BEGIN DATA LINES

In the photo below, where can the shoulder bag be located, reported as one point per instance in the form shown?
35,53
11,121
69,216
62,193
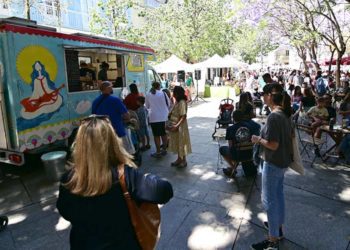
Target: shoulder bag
297,162
145,218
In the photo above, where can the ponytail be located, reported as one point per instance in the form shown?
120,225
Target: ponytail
279,97
286,104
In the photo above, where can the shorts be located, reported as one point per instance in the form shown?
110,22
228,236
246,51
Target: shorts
143,131
235,155
158,128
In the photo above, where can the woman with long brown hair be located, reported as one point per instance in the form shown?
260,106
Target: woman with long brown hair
90,194
179,141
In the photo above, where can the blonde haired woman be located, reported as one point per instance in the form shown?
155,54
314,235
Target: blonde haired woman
90,195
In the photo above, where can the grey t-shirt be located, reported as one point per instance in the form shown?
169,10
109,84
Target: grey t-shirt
278,128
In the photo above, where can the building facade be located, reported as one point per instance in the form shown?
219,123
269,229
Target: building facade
62,14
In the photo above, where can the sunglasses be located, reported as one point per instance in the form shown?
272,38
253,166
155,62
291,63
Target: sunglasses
91,119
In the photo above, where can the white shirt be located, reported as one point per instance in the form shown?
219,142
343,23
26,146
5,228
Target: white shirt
157,106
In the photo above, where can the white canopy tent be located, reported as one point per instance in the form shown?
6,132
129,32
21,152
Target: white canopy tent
172,65
232,62
215,61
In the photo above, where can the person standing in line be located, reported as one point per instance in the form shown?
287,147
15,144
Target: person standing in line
107,104
130,100
3,222
142,114
179,141
91,196
276,151
157,102
102,74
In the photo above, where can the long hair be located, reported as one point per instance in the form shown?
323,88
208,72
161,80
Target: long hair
279,97
308,92
244,98
179,94
133,88
155,86
97,150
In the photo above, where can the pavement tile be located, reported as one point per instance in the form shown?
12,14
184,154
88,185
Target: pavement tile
16,198
206,227
207,211
250,233
309,218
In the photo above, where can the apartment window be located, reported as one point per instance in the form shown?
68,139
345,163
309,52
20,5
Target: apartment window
5,4
52,7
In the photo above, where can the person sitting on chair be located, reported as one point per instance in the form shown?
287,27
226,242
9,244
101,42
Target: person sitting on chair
240,132
3,222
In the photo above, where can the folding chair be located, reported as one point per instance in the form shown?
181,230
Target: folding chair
308,141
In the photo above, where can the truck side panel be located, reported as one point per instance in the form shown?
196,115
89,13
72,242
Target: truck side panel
40,96
4,138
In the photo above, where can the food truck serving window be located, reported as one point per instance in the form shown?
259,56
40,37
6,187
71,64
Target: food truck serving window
88,68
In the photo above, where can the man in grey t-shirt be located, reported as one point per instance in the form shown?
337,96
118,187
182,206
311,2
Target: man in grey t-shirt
279,130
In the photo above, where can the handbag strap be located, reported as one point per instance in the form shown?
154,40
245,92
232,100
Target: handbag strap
166,100
121,177
99,103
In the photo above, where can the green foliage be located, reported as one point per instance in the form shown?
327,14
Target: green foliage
109,18
193,29
252,41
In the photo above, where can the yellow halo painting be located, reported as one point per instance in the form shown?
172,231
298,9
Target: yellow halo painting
38,68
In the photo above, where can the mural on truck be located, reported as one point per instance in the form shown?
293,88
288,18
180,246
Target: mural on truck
40,98
45,98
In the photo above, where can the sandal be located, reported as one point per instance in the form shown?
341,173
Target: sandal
3,222
175,163
182,165
229,172
156,155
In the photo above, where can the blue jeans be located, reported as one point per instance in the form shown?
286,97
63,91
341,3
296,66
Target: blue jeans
345,147
272,196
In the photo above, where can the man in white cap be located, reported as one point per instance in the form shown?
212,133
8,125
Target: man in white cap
107,104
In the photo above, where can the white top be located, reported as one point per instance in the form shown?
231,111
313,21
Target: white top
157,106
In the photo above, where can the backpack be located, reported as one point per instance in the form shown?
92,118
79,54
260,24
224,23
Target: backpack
320,87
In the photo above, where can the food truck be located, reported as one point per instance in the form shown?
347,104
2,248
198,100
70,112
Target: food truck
48,81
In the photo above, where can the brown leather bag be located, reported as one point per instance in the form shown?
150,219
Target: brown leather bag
145,218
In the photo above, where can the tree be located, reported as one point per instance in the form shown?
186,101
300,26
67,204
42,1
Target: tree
191,29
328,19
251,41
110,18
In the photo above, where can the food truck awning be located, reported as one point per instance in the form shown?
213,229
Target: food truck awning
96,49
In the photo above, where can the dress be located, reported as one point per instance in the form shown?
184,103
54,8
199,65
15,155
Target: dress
179,141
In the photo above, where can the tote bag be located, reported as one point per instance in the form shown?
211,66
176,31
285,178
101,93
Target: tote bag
297,163
145,218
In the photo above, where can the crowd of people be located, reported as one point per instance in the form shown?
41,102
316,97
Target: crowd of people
107,143
93,181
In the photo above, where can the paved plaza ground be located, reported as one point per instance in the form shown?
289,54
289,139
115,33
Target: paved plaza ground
206,212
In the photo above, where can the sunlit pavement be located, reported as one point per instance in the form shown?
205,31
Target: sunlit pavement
206,212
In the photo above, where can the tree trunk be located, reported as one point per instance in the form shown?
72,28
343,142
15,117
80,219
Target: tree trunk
337,73
313,55
27,9
330,62
302,54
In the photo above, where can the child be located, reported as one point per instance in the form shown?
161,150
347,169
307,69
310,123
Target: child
142,114
319,116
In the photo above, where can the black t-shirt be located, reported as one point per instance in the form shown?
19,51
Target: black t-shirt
308,101
332,113
242,132
278,128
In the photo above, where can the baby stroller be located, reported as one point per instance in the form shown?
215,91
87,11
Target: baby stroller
225,117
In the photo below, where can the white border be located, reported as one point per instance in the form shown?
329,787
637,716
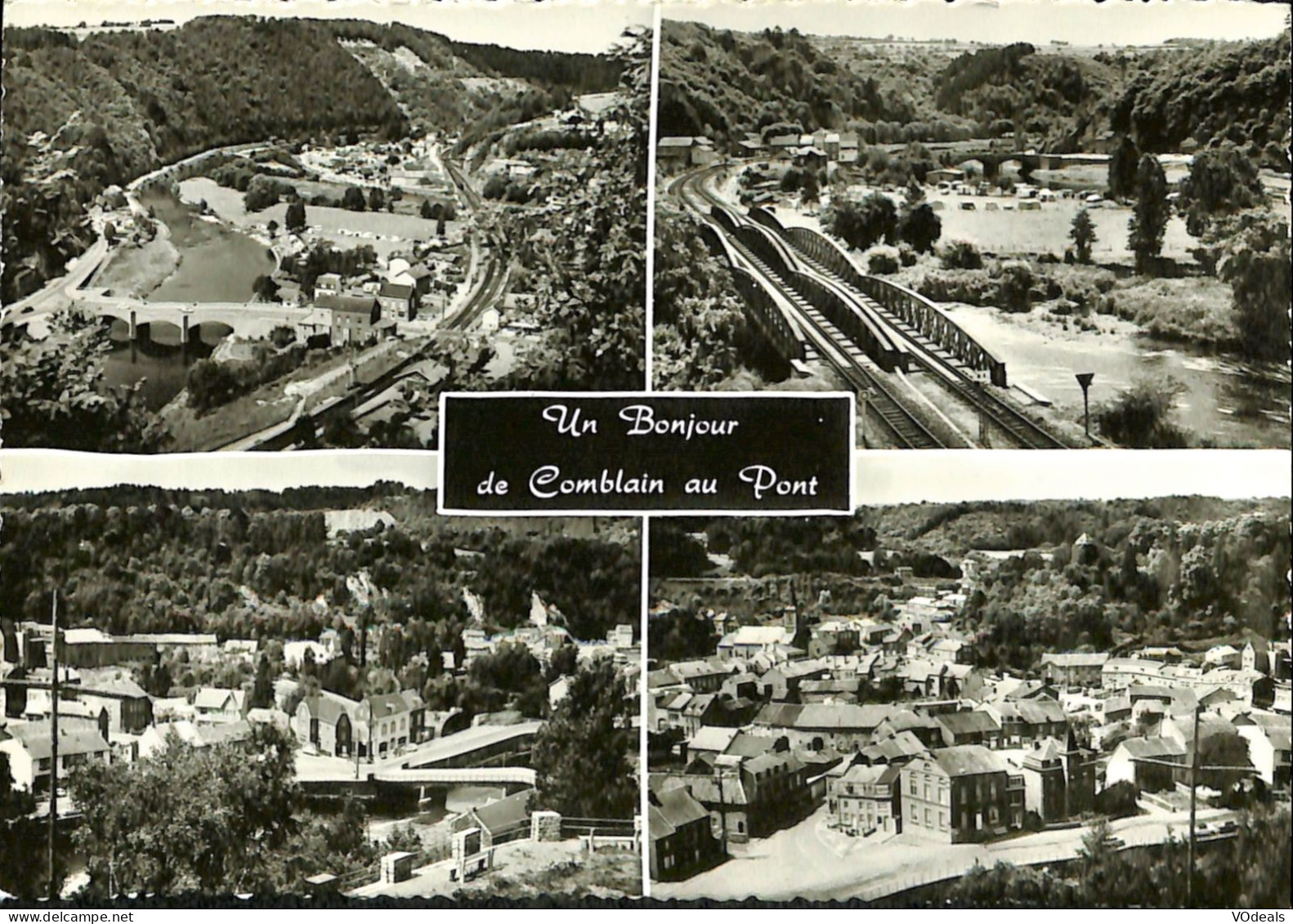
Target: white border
848,450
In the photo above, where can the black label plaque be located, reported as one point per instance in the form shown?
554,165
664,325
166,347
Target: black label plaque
649,453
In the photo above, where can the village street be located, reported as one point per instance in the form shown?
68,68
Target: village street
815,862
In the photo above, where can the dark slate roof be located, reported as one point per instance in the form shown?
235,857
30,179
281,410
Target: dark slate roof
964,760
677,808
969,723
391,290
348,304
506,813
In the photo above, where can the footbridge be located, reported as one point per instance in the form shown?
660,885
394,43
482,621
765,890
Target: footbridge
459,775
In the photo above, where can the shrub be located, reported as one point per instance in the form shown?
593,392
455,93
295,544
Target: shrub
961,255
884,260
1141,417
1015,283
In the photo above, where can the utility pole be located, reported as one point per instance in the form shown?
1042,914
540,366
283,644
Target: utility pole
1193,800
718,773
53,755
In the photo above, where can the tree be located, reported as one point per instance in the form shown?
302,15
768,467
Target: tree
266,288
1255,264
1141,417
1082,233
1150,217
860,225
1122,168
582,752
1221,181
262,688
921,228
190,819
353,199
295,216
56,397
22,839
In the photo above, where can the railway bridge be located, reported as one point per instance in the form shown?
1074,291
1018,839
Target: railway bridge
915,309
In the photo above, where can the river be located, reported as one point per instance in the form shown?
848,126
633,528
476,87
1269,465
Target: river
217,262
1224,401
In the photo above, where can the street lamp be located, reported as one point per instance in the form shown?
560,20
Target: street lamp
1084,379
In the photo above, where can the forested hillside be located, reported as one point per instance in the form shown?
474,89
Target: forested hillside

END DATA LINES

• THE PROBLEM:
Output the full set of records above without changing a word, and drop the images.

• EXPECTED OUTPUT:
In the photo below, where can the shoulder bag be located, reported as one point per instance in the form shown?
35,53
11,121
69,216
62,193
Target: shoulder bag
297,162
145,218
In the photo above, where can the ponytail be located, reported as one point per instance in the form shown?
120,225
Target: ponytail
279,97
286,104
In the photo above, where can the shorts be located, reported as one point per instance in the form shown?
110,22
228,236
246,51
Target: shorts
143,131
235,155
158,128
In the photo above, where can the woman with long brown hair be located, reported as one point per instance in the form shown?
260,106
Target: woman with long brown hair
90,194
179,141
In the photo above, where can the blonde haired woman be located, reported as one point per instance in the form shown?
155,54
314,235
Target: blonde haired woman
90,195
In the photo above, where can the grey t-shirt be located, reported as one point per instance in the form shown?
169,10
109,84
Target: grey t-shirt
278,128
In the photo above, where can the building facade be located, reported as one point per instance in the form shown?
219,123
269,229
Target: building facade
62,14
In the photo above, where can the sunglasses be located, reported as one point per instance in the form shown?
272,38
253,166
155,62
291,63
Target: sunglasses
91,119
In the photo above, where can the white shirt be located, reported as one point per instance in the form shown?
219,142
343,23
26,146
5,228
Target: white shirt
157,106
In the photo above, where can the white canopy tent be located, reported as one point per instance in the form shown?
6,132
129,32
21,152
Target: white canopy tent
172,65
232,62
215,61
In the photo above, where can the person standing in line be located, reported as one point per instance in the form shown?
287,147
15,144
Target: person standing in line
107,104
130,100
3,222
142,114
179,141
91,196
276,151
157,102
102,74
In the photo above, where can the long hair be located, reported as one point per instance in the form shown?
323,88
208,72
161,80
Target: long hair
279,97
308,92
244,98
179,94
133,88
155,86
97,150
In the photo above, where can the pavement tile be located, reported as one point per instance in the form shown?
12,14
184,154
88,185
Target: pavement tile
16,198
206,227
207,211
250,233
309,218
In the photo above, where can the apartment window be located, reported as one point per instance in the form shown?
68,139
345,163
309,52
20,5
Target: apartment window
5,4
52,7
In the photo above, where can the person sitting on chair be located, reported as one point per instance in the form shown?
287,27
226,242
9,244
101,42
Target: person sitting on chair
240,132
3,222
In the photo above, where can the folding chair be located, reported as one point per instance in the form shown?
181,230
Target: folding chair
308,141
In the photo above, where can the truck side panel be located, reported as one point per instance in the form shown?
196,115
89,13
72,242
Target: truck side panel
40,96
4,138
In the photo above, where can the food truck serving window be located, reported as one point per instance in the form shown?
259,56
40,37
6,187
71,64
Target: food truck serving window
88,68
In the photo above, where can the man in grey t-shirt be located, reported as one point per instance in the form shown?
337,96
118,187
182,206
311,2
Target: man in grey t-shirt
279,130
In the photo above, where can the handbag strap be located, reported as one point per instance in the form shown?
154,40
245,92
232,100
Target: handbag strap
166,100
121,177
99,103
In the photo above, where can the green foliage be located, reported as one point per instance in the form shown?
327,14
Target: green foliage
109,18
193,29
252,41
In the photo above, where can the yellow halo painting be located, reported as one point per instance in the form shown?
172,231
298,9
Target: yellow halo painting
38,68
In the photo above, where can the mural on truck be located, reported as one point per instance in the form shown?
293,88
288,18
180,246
Target: mural on truck
40,98
45,98
In the photo above, where can the sandal be located, reported as one point per instance in the form shown?
341,173
Target: sandal
3,222
175,163
182,165
229,172
156,155
In the photo above, where can the blue jeans be located, reported as one point per instance in the form shown?
286,97
63,91
341,3
296,66
Target: blue jeans
345,147
272,196
In the photo above, where can the man in white cap be located, reported as one point per instance in the form shown?
212,133
8,125
Target: man in white cap
107,104
In the photo above, where can the white top be located, reported as one point per instance in the form shown?
231,111
313,21
Target: white top
157,106
In the photo above, where can the backpack be located, reported as one point per instance in the form shown?
92,118
79,54
260,24
224,23
Target: backpack
320,87
In the photo above, where can the food truck be located, reported as one point per instance in the form shown?
347,104
2,248
198,100
70,112
Target: food truck
48,81
In the photo above, where can the brown leather bag be located, reported as one point per instance in the form shown?
150,219
Target: brown leather bag
145,218
In the photo above, where can the tree be located, reported as one point per instance in the form shown?
186,101
300,26
67,204
42,1
Target: tree
191,29
328,19
251,41
110,18
In the photo above, where can the food truck awning be located, reported as one point per instance in the form shown?
213,229
Target: food truck awning
96,49
In the photo above, where can the dress be located, reported as one point per instance in the form shown?
184,103
54,8
199,65
15,155
Target: dress
179,141
In the photo above, where can the tote bag be located, reported as one point per instance in the form shown?
211,66
176,31
285,178
101,93
Target: tote bag
297,163
145,218
In the photo above, where can the crowd of people be located, reported as one point per instance in the form shown?
41,102
316,97
Target: crowd of people
107,143
93,181
In the photo above, where can the paved plaza ground be located, reported as one point per instance in the form shown?
289,54
289,139
115,33
Target: paved plaza ground
206,212
In the photo above, where can the sunlit pavement be located, reported as one point per instance in the form shown?
205,31
Target: sunlit pavement
206,212
In the photo above, where can the tree trunk be located, reported as one point per instance in the form shown?
72,28
343,142
15,117
80,219
Target: tree trunk
337,73
313,55
27,9
330,62
302,54
In the photo above, where can the child be located, reported as one point per instance in the form shown?
161,150
347,169
307,69
310,123
Target: child
142,114
319,116
In the photo above, where can the black t-shirt be located, reported as one point per instance in the form shown?
19,51
Target: black t-shirt
308,101
332,113
242,132
278,128
In the photo above, where can the baby stroller be located, reported as one point per instance in the form shown?
215,91
87,11
Target: baby stroller
225,117
In the photo below, where can the white border be located, reported as one point per instance in the form shown?
329,787
637,716
Target: white border
848,450
In the photo above, where can the black label plaque be located, reported as one point per instance in the form shown?
554,165
664,325
166,347
Target: black label plaque
649,453
In the photo above, where can the village street be located, reported as one point per instance in the form shown?
68,68
Target: village street
815,862
In the photo above, where can the dark slate roof be located, reported as one point per instance in the form shown?
235,857
30,179
281,410
Target: dark slate roof
964,760
677,808
969,723
391,290
348,304
506,813
In the photo above, where can the footbridge be located, reported as one point per instance in the form shown?
660,885
394,43
482,621
765,890
Target: footbridge
459,775
In the photo above, where can the shrub be located, reported as one point per instance in the form shown?
593,392
455,93
295,544
Target: shrub
961,255
884,260
1141,417
1015,283
In the photo above, where can the utility pole be located, reported as one point per instance in the form shown?
1042,914
540,366
283,644
Target: utility pole
1193,800
718,773
53,755
In the photo above, where can the tree be located, reported as one point per instance in the form shown?
302,15
768,467
Target: tree
266,288
1255,264
1141,417
1082,233
1150,217
860,225
1122,168
582,752
1221,181
262,688
921,228
190,819
353,199
295,216
56,397
22,839
In the photo above, where can the railway bridge be located, reported as one point per instance in the form shown?
1074,291
1018,839
Target: railway bridge
915,309
In the photo above, where can the river be located, reported as one point per instance in the form shown?
848,126
633,528
476,87
1269,465
Target: river
217,262
1224,401
In the photo above, where can the street lamp be located, reported as one point per instance in the form shown?
560,20
Target: street lamp
1084,379
In the photo above, where can the forested hillside be located, reported as one point per instance in the form shown?
474,89
Target: forested hillside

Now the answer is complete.